→ Required work
Extract exactly the range of lines bounded by the line containing "of the blue" and the final line of the listing, both ends included, and no other lines.

→ Source data
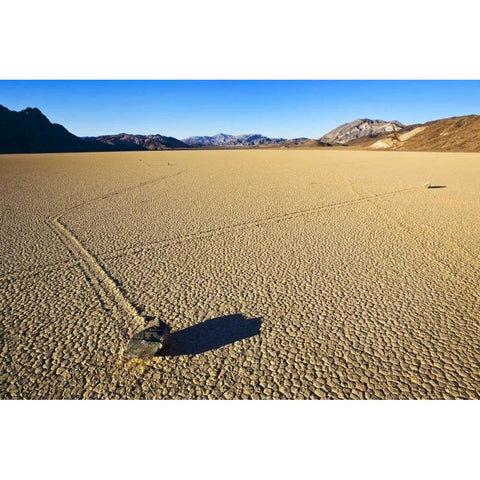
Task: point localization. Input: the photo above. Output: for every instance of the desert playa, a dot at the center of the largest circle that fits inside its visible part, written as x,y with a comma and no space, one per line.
290,274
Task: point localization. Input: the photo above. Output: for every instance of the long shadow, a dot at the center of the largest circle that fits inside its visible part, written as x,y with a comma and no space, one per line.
211,334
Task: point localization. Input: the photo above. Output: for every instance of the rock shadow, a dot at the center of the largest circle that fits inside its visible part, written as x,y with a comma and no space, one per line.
210,335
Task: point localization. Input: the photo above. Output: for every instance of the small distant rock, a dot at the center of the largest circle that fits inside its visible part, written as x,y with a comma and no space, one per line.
148,342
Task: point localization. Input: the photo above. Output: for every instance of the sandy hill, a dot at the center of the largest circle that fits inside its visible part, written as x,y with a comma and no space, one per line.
359,129
456,134
30,131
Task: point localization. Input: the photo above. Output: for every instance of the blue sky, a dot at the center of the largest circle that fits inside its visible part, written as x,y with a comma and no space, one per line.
274,108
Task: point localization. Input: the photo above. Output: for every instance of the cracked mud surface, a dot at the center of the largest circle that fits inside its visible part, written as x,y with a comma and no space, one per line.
282,274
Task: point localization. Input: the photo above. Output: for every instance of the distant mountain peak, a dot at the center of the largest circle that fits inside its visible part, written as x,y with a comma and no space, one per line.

→ Answer space
Task: point localization. Input: the photo above. Output: for every instance of the blue sky, a dot at the center of the largest circle that fits inside its visible part, written as x,y with a comma and no space, one per line.
274,108
Task: point localization. Input: the photo above. Output: for every instance of the cracked mud surface, a dot at the center of the largest circle that fits inside its visible part, written as x,y with a comma and no space, one per line.
282,274
Task: point localization. Input: the photo above. Output: for every instance of the distant mountain peak, a dot at the center of the largest circle that fits inside its visible part, written as x,y with a comma and no space, one per line.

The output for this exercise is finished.